**Task to carry out**
Locate each line of the records that contains the word "white", and copy those lines in full.

* start Data *

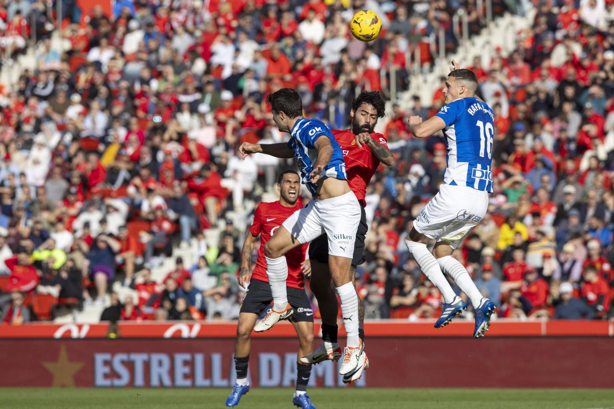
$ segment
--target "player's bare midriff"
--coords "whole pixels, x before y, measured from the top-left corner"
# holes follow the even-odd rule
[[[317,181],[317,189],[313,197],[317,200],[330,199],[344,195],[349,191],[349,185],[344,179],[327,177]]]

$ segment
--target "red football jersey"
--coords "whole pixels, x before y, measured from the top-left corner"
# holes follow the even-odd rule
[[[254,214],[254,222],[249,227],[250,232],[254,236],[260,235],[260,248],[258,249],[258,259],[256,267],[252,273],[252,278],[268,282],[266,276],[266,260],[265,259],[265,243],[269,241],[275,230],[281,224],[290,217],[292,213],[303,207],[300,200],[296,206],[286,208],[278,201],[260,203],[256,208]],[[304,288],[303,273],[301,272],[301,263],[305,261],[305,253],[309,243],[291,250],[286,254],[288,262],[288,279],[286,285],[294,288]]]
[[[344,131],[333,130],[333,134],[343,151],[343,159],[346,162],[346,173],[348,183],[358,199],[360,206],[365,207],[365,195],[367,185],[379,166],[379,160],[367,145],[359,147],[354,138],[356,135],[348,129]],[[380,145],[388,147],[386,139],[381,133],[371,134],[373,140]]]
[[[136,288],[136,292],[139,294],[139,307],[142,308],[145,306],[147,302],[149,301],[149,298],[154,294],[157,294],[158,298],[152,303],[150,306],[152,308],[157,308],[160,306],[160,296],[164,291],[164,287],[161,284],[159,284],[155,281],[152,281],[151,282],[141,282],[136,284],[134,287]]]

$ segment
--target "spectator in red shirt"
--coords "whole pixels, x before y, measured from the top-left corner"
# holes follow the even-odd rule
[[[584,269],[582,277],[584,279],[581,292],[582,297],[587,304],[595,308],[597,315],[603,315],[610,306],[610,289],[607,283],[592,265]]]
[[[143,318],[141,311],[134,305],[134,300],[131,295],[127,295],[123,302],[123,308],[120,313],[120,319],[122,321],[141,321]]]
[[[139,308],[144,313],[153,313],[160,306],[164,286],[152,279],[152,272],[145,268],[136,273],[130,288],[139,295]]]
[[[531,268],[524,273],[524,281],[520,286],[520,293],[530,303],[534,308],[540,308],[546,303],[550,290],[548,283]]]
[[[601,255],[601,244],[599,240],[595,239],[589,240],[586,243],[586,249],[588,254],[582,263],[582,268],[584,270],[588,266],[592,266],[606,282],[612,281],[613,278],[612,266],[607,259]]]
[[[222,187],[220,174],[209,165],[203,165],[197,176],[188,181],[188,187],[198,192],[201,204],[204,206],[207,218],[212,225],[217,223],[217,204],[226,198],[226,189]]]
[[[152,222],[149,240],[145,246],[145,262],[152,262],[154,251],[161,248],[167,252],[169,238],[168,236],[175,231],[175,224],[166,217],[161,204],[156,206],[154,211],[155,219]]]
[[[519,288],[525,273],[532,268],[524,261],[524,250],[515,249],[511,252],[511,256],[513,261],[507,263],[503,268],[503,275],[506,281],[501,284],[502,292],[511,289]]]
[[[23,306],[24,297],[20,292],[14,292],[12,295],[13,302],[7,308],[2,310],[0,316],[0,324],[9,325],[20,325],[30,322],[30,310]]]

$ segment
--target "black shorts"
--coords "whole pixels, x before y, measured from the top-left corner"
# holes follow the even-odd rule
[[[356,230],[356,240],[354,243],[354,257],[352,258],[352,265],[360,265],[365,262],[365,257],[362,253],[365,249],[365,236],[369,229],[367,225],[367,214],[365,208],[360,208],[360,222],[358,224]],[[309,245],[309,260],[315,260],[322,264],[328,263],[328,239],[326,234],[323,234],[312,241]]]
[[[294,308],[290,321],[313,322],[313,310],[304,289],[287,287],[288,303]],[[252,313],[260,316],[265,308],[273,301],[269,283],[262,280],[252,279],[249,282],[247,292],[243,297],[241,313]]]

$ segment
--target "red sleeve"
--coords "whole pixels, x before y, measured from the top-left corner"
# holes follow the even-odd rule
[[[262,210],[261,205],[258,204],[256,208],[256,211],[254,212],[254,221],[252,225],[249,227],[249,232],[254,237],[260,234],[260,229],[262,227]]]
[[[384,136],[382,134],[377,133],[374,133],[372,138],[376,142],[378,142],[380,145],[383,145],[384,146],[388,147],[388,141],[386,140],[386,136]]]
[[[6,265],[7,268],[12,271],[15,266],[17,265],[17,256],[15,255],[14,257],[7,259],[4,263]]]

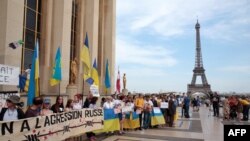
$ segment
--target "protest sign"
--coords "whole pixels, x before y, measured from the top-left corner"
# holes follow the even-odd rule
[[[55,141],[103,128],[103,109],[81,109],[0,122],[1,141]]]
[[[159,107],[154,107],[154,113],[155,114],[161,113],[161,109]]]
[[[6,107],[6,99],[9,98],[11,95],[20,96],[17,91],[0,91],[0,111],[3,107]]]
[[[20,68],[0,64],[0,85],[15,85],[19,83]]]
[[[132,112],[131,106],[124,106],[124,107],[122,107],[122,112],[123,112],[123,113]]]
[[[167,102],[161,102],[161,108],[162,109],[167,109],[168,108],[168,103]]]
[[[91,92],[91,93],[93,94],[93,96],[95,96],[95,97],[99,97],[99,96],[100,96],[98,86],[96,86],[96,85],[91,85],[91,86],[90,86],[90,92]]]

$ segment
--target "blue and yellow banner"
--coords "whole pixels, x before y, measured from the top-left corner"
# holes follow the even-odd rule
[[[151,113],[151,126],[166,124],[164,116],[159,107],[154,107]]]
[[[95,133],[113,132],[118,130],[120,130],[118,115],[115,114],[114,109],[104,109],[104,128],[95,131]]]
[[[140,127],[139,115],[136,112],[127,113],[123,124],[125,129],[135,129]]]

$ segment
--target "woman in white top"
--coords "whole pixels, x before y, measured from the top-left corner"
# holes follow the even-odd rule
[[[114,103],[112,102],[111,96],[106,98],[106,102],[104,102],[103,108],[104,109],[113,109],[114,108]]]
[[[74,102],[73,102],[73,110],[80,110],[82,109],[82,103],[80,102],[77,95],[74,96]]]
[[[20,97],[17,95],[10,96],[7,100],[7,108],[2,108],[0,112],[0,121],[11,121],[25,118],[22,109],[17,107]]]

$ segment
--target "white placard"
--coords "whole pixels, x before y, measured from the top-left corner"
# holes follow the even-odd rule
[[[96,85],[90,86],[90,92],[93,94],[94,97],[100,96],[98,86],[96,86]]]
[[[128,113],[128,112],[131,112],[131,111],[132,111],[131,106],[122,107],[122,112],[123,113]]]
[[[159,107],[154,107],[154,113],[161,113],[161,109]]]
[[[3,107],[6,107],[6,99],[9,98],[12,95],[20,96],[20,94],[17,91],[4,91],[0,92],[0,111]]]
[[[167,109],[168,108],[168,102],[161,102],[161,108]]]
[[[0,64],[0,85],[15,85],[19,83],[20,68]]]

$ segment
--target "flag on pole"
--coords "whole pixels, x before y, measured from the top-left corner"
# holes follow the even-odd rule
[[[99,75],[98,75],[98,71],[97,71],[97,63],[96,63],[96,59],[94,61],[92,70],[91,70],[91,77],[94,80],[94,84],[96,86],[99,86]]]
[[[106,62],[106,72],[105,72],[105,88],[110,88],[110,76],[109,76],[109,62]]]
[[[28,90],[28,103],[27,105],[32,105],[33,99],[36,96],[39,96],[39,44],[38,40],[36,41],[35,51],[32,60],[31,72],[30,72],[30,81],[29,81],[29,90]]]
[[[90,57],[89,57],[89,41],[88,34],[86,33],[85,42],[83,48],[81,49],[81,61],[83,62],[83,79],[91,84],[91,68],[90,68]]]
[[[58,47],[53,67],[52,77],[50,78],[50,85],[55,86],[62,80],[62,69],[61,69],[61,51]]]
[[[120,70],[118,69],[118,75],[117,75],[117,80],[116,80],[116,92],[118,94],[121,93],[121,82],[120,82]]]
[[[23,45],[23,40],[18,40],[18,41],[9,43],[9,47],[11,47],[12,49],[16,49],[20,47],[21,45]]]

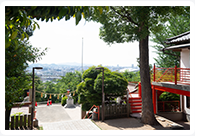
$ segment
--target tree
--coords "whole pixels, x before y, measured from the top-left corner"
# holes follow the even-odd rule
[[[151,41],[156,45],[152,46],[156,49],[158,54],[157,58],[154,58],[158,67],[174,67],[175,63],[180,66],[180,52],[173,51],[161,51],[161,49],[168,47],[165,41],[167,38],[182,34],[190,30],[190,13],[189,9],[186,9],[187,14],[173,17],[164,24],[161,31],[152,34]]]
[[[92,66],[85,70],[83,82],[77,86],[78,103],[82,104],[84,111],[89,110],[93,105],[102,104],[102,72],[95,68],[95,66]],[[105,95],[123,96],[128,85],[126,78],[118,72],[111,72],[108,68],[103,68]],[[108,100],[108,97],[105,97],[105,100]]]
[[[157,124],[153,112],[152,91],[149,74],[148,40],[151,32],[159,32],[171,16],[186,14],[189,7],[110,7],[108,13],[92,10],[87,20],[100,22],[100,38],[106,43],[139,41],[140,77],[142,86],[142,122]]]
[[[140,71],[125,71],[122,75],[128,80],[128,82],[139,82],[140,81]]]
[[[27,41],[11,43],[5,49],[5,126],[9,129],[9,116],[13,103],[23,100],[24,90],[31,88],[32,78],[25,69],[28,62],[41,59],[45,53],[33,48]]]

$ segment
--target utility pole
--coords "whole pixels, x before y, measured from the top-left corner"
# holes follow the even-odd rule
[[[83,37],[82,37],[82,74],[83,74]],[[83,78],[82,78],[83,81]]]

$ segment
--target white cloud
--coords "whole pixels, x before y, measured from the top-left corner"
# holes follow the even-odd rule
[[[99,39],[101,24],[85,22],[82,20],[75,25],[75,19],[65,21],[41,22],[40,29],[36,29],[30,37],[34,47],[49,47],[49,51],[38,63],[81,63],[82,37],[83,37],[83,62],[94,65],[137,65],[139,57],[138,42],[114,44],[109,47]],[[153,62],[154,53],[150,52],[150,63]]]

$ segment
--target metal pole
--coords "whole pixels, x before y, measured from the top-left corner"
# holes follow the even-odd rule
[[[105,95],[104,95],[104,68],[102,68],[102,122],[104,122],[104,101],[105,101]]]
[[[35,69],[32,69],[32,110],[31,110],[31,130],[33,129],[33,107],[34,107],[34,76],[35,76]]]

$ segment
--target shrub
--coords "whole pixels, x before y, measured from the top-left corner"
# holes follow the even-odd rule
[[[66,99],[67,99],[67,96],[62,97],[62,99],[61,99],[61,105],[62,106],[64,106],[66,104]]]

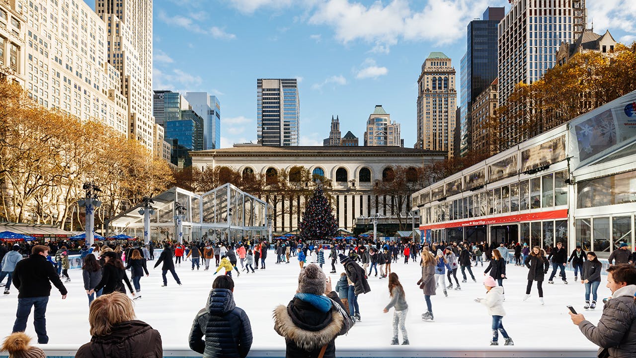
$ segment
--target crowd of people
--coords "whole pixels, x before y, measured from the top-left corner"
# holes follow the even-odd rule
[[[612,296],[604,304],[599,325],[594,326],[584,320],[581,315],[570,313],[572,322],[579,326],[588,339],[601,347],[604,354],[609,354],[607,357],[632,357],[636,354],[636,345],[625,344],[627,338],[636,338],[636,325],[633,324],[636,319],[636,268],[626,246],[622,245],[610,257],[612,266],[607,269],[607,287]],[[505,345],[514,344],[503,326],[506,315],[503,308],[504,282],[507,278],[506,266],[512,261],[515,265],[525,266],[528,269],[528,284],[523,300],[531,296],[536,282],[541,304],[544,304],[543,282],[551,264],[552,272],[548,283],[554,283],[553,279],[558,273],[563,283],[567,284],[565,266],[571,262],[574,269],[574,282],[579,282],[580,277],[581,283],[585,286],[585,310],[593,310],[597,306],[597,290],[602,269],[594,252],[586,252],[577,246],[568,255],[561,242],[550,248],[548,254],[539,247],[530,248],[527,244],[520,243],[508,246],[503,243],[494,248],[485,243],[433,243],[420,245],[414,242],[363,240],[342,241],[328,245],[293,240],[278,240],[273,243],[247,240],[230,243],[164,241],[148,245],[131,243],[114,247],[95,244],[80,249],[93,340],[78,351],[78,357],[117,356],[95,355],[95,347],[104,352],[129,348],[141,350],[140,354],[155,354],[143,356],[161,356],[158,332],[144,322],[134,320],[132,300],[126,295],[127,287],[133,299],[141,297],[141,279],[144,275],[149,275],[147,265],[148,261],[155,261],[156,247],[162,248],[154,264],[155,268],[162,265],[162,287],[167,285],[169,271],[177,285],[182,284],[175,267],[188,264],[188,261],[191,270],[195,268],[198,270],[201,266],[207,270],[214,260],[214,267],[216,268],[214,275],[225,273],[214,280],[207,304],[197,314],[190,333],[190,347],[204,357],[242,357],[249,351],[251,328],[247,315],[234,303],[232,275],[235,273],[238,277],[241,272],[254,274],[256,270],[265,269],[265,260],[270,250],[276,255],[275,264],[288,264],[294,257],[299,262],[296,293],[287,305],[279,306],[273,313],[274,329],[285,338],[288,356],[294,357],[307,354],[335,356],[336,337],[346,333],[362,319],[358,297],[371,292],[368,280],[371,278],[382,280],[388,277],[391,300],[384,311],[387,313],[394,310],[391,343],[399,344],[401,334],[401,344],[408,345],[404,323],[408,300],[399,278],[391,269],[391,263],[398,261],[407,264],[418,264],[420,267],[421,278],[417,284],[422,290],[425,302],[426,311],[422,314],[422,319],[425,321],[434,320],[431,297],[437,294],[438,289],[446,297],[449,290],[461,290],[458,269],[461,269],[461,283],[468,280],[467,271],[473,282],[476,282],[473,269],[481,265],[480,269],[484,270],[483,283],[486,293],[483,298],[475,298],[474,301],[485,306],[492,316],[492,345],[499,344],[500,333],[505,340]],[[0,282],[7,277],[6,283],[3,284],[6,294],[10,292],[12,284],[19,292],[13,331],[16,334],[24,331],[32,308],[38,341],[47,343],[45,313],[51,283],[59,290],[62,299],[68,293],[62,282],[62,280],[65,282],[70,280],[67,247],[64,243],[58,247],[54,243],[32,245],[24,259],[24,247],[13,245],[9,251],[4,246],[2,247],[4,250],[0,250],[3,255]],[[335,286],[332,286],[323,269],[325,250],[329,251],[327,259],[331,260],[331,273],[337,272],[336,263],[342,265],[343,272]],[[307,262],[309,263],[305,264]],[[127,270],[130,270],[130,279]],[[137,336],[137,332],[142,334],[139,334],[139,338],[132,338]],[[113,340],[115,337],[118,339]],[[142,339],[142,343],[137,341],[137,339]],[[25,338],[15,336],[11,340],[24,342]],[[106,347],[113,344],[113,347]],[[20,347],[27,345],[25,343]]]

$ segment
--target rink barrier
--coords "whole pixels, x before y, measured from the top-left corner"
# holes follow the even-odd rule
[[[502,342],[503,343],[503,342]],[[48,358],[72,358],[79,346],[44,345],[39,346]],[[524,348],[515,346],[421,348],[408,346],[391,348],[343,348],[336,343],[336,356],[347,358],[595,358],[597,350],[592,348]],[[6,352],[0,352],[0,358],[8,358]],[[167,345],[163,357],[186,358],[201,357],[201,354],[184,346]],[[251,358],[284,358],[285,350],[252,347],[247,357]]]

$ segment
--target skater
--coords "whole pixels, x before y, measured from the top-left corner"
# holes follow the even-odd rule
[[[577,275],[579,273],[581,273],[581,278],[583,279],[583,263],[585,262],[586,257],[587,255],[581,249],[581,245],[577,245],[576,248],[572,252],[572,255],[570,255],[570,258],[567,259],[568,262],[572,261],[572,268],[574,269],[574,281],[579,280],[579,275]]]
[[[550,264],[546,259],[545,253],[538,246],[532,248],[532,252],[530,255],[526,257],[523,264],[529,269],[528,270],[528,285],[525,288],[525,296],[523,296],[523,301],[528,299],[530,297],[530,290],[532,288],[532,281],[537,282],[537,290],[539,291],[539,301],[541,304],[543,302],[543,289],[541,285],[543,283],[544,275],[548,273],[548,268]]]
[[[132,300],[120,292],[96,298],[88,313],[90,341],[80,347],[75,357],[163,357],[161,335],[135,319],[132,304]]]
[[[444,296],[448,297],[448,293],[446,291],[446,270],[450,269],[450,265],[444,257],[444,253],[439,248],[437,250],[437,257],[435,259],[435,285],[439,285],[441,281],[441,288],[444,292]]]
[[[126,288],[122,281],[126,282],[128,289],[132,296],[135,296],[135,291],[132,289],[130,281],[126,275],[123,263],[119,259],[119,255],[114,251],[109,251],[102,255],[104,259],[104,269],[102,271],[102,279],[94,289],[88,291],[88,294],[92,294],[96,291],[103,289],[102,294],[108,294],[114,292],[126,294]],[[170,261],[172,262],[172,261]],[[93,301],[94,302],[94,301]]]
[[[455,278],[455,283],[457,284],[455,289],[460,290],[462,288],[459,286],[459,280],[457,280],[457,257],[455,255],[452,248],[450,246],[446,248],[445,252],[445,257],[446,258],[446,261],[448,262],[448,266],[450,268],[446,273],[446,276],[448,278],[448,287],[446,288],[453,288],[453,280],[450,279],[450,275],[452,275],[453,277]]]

* end Data *

**Expected output**
--target "woman in white top"
--target "white placard"
--target white cloud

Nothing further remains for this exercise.